(Data entries)
++++++
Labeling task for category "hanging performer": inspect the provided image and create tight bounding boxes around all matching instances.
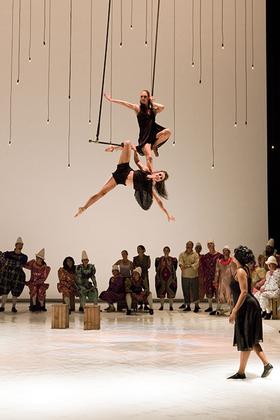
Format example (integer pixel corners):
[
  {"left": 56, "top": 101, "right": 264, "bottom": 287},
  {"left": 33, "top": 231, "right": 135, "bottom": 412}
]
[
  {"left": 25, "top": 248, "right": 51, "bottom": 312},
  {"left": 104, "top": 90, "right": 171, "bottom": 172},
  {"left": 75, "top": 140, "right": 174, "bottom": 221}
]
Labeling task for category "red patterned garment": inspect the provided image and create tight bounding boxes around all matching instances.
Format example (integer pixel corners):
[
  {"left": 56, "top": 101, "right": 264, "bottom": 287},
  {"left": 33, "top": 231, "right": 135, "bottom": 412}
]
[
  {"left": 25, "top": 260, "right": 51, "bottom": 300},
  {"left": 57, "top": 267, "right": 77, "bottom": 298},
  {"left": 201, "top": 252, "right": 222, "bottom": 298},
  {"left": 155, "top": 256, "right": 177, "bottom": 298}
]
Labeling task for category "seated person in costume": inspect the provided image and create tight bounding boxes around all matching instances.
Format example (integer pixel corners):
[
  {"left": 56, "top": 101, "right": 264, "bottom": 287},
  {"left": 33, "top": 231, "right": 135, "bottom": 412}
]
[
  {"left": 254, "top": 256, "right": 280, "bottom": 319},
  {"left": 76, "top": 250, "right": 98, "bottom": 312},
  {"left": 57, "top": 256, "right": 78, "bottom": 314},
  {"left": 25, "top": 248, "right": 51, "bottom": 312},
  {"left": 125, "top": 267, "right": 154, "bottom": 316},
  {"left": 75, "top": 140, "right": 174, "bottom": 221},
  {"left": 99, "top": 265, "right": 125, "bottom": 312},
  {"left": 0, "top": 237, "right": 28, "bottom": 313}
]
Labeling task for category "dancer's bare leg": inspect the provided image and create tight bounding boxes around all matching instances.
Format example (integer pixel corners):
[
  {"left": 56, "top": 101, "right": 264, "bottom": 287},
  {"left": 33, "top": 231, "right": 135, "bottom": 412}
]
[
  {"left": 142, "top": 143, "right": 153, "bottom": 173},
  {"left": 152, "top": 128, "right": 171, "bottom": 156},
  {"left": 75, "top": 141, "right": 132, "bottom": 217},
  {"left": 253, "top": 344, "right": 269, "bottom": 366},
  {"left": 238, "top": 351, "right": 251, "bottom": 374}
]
++++++
Output the data exactly as it appears. The pictures do not belong in it.

*Answer to this problem:*
Labeling task for category "hanging performer": inspect the provided image and create tight bounding boxes around all matching instances.
Format example (integer pixel corners):
[
  {"left": 56, "top": 101, "right": 264, "bottom": 287},
  {"left": 33, "top": 231, "right": 135, "bottom": 412}
]
[
  {"left": 25, "top": 248, "right": 51, "bottom": 312},
  {"left": 104, "top": 90, "right": 171, "bottom": 172},
  {"left": 75, "top": 140, "right": 174, "bottom": 221}
]
Labeling task for category "red patterned garment": inspect the provided image and create tight bounding boxes around all matching instances.
Format example (integer pixel corners):
[
  {"left": 56, "top": 101, "right": 264, "bottom": 287},
  {"left": 33, "top": 231, "right": 135, "bottom": 412}
]
[
  {"left": 25, "top": 260, "right": 51, "bottom": 300},
  {"left": 57, "top": 267, "right": 77, "bottom": 298},
  {"left": 201, "top": 252, "right": 222, "bottom": 298},
  {"left": 155, "top": 256, "right": 177, "bottom": 298}
]
Labeling task for category "seated person in costume": inspect the provided image and create tight bounding boxes around all matching instances.
Format example (integer pixel corners):
[
  {"left": 56, "top": 101, "right": 264, "bottom": 287},
  {"left": 33, "top": 231, "right": 135, "bottom": 412}
]
[
  {"left": 254, "top": 256, "right": 280, "bottom": 319},
  {"left": 76, "top": 250, "right": 98, "bottom": 312},
  {"left": 57, "top": 256, "right": 78, "bottom": 314},
  {"left": 25, "top": 248, "right": 51, "bottom": 312},
  {"left": 125, "top": 267, "right": 154, "bottom": 316},
  {"left": 75, "top": 140, "right": 174, "bottom": 221},
  {"left": 99, "top": 265, "right": 125, "bottom": 312},
  {"left": 0, "top": 237, "right": 28, "bottom": 313}
]
Labeling task for category "dancer's bare leg": inspect the provided image and create tight bounding boxes around all matching instances.
Format example (integer pixel corners):
[
  {"left": 56, "top": 101, "right": 264, "bottom": 287},
  {"left": 33, "top": 231, "right": 135, "bottom": 412}
]
[
  {"left": 142, "top": 143, "right": 153, "bottom": 173},
  {"left": 152, "top": 128, "right": 171, "bottom": 156},
  {"left": 75, "top": 141, "right": 132, "bottom": 217},
  {"left": 253, "top": 344, "right": 269, "bottom": 366},
  {"left": 238, "top": 351, "right": 251, "bottom": 374}
]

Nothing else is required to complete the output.